Work required ->
Restate only the tail of the data below, starting at the line that contains "Exercise. Point to every instance of the bird's foot" and including the last line, word for word.

Data ->
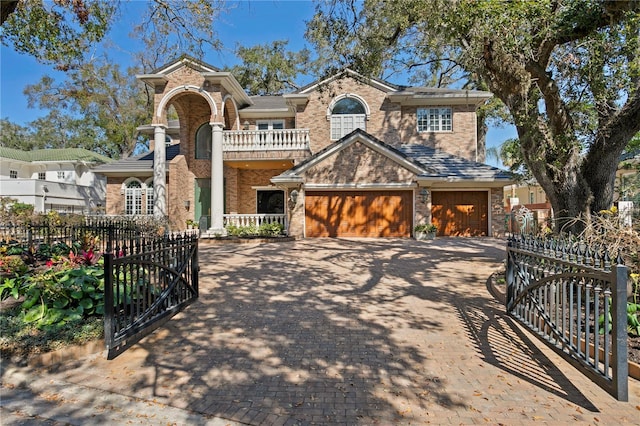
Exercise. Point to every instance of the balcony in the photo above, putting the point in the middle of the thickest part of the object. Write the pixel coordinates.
(265, 140)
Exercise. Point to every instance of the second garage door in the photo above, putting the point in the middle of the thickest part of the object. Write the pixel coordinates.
(460, 213)
(358, 214)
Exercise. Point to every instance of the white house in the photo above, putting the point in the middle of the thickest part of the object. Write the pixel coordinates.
(53, 179)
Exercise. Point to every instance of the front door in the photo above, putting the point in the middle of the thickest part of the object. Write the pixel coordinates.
(203, 200)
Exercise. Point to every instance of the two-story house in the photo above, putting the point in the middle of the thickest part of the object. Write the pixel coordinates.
(53, 179)
(345, 156)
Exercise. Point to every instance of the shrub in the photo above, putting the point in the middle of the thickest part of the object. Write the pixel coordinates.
(59, 296)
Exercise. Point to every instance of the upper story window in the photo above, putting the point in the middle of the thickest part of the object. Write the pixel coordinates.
(203, 142)
(150, 198)
(270, 124)
(347, 115)
(133, 198)
(434, 120)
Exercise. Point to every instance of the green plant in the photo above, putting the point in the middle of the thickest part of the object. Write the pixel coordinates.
(425, 227)
(59, 296)
(271, 229)
(633, 324)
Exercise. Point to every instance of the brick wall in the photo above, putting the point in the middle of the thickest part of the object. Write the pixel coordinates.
(358, 163)
(497, 213)
(388, 121)
(247, 179)
(180, 188)
(460, 141)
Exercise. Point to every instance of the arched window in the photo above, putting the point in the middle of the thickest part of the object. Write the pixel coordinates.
(133, 198)
(203, 142)
(347, 115)
(149, 197)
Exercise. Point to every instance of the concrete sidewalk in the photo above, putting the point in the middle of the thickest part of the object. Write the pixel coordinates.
(328, 331)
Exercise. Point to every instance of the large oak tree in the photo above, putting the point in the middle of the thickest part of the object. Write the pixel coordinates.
(567, 70)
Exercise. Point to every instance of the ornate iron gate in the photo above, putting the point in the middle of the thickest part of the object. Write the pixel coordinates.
(574, 300)
(146, 285)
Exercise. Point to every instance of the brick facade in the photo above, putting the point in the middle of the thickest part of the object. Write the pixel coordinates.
(358, 164)
(198, 102)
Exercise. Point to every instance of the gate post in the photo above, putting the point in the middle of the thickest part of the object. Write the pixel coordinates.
(619, 350)
(510, 275)
(109, 325)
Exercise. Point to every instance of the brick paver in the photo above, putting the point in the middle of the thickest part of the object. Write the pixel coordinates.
(348, 332)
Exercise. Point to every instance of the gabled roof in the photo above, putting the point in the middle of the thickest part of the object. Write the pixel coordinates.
(375, 82)
(54, 155)
(438, 96)
(450, 168)
(188, 60)
(142, 163)
(428, 164)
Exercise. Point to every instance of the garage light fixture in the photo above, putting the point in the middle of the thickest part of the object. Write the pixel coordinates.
(294, 196)
(424, 195)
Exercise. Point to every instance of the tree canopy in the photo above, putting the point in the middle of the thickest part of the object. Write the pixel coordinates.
(101, 105)
(567, 70)
(269, 69)
(64, 32)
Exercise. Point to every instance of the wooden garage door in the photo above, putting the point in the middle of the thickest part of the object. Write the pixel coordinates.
(460, 213)
(358, 214)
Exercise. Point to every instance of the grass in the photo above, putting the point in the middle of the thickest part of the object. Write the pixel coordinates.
(19, 340)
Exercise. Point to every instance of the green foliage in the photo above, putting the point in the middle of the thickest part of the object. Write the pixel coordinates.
(60, 32)
(60, 296)
(19, 339)
(633, 320)
(268, 69)
(265, 230)
(109, 102)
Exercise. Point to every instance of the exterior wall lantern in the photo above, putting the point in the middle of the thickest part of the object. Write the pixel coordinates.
(293, 197)
(424, 194)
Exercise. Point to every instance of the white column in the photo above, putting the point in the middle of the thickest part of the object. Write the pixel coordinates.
(159, 172)
(217, 181)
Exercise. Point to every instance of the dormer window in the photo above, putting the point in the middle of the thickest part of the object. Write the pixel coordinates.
(434, 120)
(347, 114)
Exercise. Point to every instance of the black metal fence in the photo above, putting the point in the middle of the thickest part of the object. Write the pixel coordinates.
(574, 299)
(102, 232)
(145, 285)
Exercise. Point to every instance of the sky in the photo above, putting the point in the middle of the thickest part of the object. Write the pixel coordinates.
(248, 23)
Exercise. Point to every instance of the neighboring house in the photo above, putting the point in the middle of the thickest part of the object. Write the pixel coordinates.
(532, 196)
(345, 156)
(628, 178)
(53, 179)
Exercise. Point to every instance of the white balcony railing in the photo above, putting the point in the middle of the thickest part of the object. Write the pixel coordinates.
(265, 140)
(252, 219)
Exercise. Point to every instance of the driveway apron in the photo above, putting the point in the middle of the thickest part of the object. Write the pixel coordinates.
(350, 331)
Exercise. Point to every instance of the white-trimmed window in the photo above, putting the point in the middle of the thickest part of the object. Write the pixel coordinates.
(203, 142)
(133, 198)
(434, 119)
(270, 124)
(347, 115)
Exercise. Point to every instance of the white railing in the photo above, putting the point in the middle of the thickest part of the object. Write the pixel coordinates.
(265, 140)
(252, 219)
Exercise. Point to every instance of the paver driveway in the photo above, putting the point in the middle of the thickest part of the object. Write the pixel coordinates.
(336, 331)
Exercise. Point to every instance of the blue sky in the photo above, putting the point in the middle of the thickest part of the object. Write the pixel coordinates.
(248, 23)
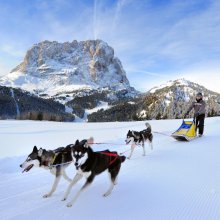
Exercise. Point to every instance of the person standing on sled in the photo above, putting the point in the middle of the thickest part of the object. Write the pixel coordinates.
(199, 112)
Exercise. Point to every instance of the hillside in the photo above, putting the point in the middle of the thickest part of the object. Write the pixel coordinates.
(170, 100)
(19, 104)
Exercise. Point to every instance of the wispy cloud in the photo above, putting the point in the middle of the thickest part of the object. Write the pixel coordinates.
(155, 40)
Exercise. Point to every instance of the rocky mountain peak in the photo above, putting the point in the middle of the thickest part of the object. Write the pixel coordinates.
(53, 67)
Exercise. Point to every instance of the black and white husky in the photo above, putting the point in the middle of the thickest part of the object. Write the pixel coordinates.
(89, 164)
(52, 161)
(139, 137)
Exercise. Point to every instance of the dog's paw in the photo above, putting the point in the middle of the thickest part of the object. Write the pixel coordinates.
(69, 204)
(106, 194)
(46, 196)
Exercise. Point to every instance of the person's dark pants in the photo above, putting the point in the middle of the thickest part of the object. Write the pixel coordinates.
(200, 123)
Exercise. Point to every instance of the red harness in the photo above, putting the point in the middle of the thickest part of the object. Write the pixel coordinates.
(111, 155)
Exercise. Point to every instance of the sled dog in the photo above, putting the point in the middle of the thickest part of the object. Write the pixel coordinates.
(139, 137)
(54, 160)
(89, 164)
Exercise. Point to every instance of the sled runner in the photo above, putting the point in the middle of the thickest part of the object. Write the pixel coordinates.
(186, 132)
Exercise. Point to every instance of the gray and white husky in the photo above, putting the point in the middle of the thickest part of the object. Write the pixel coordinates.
(53, 160)
(140, 137)
(89, 164)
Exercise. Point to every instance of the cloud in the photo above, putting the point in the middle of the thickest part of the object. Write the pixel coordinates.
(155, 40)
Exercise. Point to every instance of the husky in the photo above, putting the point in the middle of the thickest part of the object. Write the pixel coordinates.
(54, 160)
(139, 137)
(89, 164)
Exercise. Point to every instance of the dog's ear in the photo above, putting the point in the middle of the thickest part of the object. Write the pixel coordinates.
(90, 140)
(86, 144)
(35, 149)
(40, 152)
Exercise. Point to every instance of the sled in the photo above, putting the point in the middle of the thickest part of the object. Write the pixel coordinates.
(186, 132)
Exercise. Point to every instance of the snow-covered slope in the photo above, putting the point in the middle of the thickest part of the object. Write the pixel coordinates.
(177, 180)
(53, 68)
(171, 100)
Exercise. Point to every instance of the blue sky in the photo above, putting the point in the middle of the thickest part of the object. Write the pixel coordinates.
(156, 40)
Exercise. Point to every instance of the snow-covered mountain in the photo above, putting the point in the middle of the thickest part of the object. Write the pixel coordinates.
(53, 69)
(170, 100)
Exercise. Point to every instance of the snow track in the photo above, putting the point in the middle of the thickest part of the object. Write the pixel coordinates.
(177, 180)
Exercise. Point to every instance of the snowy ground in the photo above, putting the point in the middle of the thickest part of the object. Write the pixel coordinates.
(177, 180)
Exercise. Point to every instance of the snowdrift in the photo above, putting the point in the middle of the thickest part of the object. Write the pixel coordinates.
(177, 180)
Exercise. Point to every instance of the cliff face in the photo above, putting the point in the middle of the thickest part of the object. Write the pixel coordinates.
(52, 68)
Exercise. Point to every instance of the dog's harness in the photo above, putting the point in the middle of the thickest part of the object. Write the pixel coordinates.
(111, 155)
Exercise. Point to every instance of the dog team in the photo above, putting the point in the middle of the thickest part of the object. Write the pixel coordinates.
(88, 163)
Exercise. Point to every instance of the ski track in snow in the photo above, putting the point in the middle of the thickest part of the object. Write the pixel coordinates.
(15, 101)
(175, 181)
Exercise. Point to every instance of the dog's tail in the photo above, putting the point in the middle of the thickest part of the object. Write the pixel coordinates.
(90, 140)
(148, 126)
(122, 158)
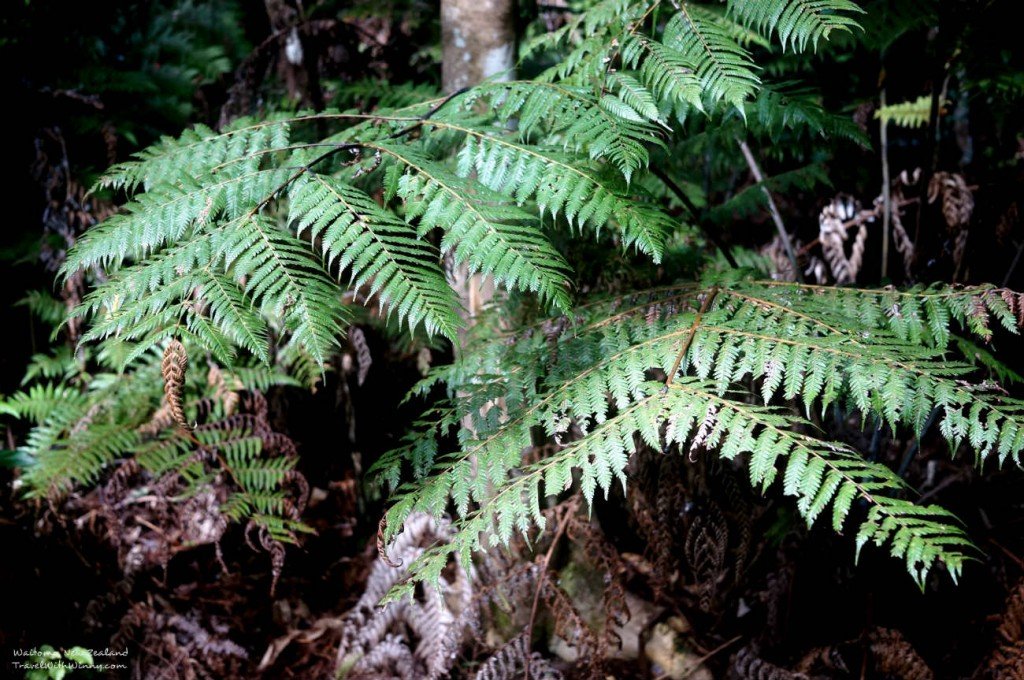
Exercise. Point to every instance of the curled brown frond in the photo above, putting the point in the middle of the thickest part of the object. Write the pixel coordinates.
(173, 369)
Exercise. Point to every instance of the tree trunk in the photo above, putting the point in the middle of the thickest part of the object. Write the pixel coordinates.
(478, 41)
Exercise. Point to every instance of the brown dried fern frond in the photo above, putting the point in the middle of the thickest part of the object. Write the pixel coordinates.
(173, 369)
(748, 665)
(833, 237)
(895, 657)
(1007, 662)
(957, 201)
(510, 662)
(428, 625)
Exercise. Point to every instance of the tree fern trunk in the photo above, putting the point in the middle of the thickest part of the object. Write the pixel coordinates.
(477, 42)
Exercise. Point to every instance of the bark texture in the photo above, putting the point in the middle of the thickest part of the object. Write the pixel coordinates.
(478, 41)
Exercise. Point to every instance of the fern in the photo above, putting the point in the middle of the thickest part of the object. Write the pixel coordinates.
(243, 244)
(596, 381)
(797, 22)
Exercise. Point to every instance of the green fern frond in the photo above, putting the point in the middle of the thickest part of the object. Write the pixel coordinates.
(723, 67)
(595, 381)
(797, 22)
(481, 228)
(914, 114)
(380, 250)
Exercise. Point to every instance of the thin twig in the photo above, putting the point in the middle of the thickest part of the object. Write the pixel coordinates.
(692, 209)
(1013, 265)
(351, 146)
(772, 208)
(689, 336)
(886, 184)
(692, 668)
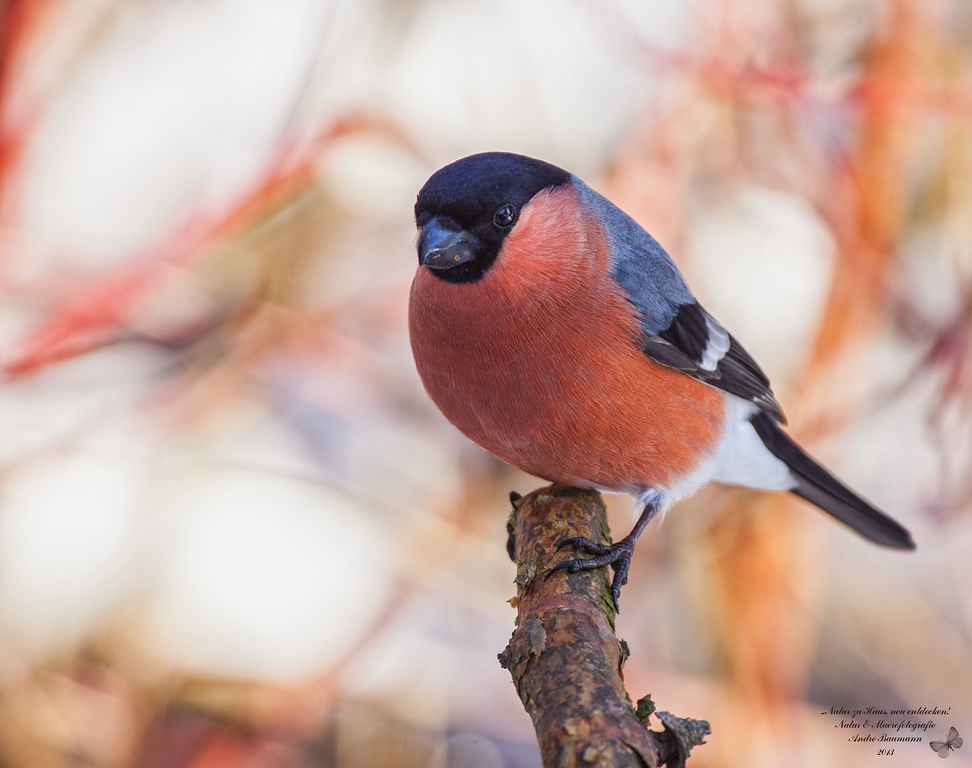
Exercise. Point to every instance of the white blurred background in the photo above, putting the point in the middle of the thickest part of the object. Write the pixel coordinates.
(233, 529)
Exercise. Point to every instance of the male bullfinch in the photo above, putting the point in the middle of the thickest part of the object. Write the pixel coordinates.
(557, 334)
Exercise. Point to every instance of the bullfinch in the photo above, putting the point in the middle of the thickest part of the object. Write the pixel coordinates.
(556, 333)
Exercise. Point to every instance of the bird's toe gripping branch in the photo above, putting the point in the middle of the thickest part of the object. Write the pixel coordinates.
(618, 556)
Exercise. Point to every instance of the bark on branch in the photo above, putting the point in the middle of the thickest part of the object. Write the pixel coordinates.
(564, 657)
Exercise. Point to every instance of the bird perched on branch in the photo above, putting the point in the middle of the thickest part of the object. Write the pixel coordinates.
(558, 335)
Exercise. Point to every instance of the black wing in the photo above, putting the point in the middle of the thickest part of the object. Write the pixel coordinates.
(695, 344)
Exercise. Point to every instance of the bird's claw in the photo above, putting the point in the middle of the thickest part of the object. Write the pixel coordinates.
(618, 556)
(584, 544)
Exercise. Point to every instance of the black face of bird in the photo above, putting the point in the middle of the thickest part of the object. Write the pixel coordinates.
(466, 209)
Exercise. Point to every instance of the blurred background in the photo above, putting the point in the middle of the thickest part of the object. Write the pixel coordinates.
(233, 529)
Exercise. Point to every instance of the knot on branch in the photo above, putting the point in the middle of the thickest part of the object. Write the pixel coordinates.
(564, 656)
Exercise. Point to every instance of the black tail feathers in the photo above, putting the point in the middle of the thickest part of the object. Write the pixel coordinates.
(819, 487)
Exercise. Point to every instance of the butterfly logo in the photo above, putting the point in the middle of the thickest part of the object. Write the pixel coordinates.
(952, 742)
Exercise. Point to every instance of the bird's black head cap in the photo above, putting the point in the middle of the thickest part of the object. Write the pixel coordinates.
(469, 206)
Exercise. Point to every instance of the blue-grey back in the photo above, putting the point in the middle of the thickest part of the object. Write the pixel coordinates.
(639, 264)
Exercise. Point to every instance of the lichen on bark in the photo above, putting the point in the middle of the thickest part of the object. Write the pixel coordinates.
(564, 656)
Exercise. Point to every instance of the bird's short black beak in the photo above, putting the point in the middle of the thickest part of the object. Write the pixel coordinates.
(442, 245)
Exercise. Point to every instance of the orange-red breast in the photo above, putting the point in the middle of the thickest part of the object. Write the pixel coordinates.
(557, 334)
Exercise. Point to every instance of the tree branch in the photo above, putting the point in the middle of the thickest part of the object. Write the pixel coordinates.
(564, 657)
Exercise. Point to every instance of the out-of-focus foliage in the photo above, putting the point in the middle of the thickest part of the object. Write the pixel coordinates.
(234, 531)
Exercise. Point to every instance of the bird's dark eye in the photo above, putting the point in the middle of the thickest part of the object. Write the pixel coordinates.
(504, 216)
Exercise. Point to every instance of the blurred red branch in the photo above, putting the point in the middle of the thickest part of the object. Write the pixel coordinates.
(87, 319)
(872, 95)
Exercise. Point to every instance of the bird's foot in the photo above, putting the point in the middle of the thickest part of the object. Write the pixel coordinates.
(618, 556)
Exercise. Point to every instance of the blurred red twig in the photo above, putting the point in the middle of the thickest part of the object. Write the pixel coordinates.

Answer to this exercise ->
Exercise. Point to every instance of the bird's foot in the photo above, putting the point in the middle of the thickest part of the object. Write the pixel coordinates.
(618, 556)
Exercise. Point to every instance of the blurred red twig in the photo above, putting the point in the middle of the thickest part of the object. Write the pixel coordinates.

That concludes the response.